- [AIM OF THE EXERCISE]: Write every line of the material out exactly as shown.

- [DATA SUPPLIED]:
*****

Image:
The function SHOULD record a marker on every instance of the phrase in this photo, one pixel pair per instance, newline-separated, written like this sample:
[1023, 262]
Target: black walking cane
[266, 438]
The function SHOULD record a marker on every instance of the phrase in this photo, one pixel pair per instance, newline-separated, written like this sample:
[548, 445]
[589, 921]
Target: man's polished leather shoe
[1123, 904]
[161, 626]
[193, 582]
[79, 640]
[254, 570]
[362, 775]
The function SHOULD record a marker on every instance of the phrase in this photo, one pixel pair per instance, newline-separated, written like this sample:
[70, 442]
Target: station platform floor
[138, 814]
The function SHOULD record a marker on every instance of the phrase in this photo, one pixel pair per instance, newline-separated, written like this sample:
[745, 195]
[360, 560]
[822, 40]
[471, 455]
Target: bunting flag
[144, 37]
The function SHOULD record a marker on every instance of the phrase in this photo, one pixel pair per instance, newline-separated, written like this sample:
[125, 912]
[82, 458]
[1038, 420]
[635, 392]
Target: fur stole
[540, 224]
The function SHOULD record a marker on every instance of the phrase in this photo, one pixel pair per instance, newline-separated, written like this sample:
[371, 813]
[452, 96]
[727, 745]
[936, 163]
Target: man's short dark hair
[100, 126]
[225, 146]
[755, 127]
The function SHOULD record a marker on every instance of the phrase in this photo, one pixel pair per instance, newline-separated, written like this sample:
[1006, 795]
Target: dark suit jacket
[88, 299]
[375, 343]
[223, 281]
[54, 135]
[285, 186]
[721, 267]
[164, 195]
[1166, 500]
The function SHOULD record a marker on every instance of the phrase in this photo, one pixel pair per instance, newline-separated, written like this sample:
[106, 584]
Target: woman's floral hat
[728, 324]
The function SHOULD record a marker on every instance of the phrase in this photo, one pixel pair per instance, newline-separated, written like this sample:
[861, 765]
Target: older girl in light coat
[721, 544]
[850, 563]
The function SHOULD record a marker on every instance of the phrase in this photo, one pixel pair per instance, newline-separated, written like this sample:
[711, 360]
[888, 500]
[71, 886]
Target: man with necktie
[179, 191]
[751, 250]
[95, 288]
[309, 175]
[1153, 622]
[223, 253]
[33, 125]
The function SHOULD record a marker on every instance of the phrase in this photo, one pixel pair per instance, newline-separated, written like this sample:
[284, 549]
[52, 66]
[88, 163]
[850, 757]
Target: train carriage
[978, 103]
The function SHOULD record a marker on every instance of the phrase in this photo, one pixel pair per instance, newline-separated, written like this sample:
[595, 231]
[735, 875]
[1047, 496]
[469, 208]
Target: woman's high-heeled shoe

*****

- [WRITTEN SOLUTION]:
Image:
The function SHOULD record a marker on every instance of the phrase in this photo, one pixel pair per instance, newline-separated, written like this sample:
[1023, 262]
Target: black walking cane
[266, 438]
The function SHOULD record a marker on every instance of the phrase in this photo, one pixel pair per instance, newline-separated, written like this sample:
[548, 445]
[589, 921]
Target: man's polished leather shoe
[1123, 904]
[161, 626]
[193, 582]
[79, 640]
[254, 570]
[362, 775]
The function SHOULD record a marker on every instance of the phrase in this photo, one pixel pair per instance, newline-separated, written like this sample:
[70, 442]
Target: station platform floor
[138, 814]
The function SHOULD record a marker on every instance of the phrase in this photo, one pixel pair per instance, newline-separated, written like this sample:
[745, 195]
[360, 560]
[822, 40]
[471, 455]
Target: bunting flag
[144, 37]
The function SHOULD record a marker on every instance of the phrase in this photo, one pixel pair per instance, newline-separated, written like this sample:
[125, 912]
[82, 458]
[1038, 420]
[635, 392]
Target: fur stole
[540, 224]
The function SHOULD record a marker on every instance of the phrase in this photo, one pixel pair per instance, newline-separated, written like this sample:
[371, 813]
[452, 96]
[727, 745]
[936, 163]
Target: man's short dark hair
[100, 126]
[225, 146]
[755, 127]
The function SHOULD record a marker on every instance of the phrase in this photo, one pixel pair per instance, newline-separated, written like this sample:
[1006, 795]
Target: dark suit jacket
[88, 299]
[375, 343]
[223, 281]
[54, 135]
[285, 186]
[721, 267]
[164, 195]
[1166, 500]
The function SHOULD record a marker on every instance of the phrase in this photo, one pixel pair per instance, newline-separated, written like this sample:
[106, 584]
Target: woman's floral hat
[728, 324]
The function SHOULD record a marker on every instance of the phrase in this photo, one pixel pair per instance, newline-separated, written like this sample:
[861, 765]
Target: older girl in light coat
[721, 544]
[850, 563]
The function SHOULD record a marker on every instance of the phrase in this photo, one pixel pair per instance, newline-separated, written like this sample:
[711, 360]
[888, 500]
[71, 886]
Target: man with necktie
[179, 191]
[751, 250]
[95, 288]
[309, 175]
[1153, 622]
[223, 253]
[33, 125]
The function SHOULD record a marker on every instance of the phrase in this photo, one pixel pair per instance, newline-separated, written like this sample:
[284, 549]
[52, 66]
[88, 163]
[850, 757]
Target: train carriage
[978, 103]
The function SHOULD record a marker on every instance of the phrase in this photo, one pixel pair per instance, newline-separated, written like this sample:
[595, 231]
[735, 875]
[1047, 496]
[469, 208]
Target: woman's high-heeled shoe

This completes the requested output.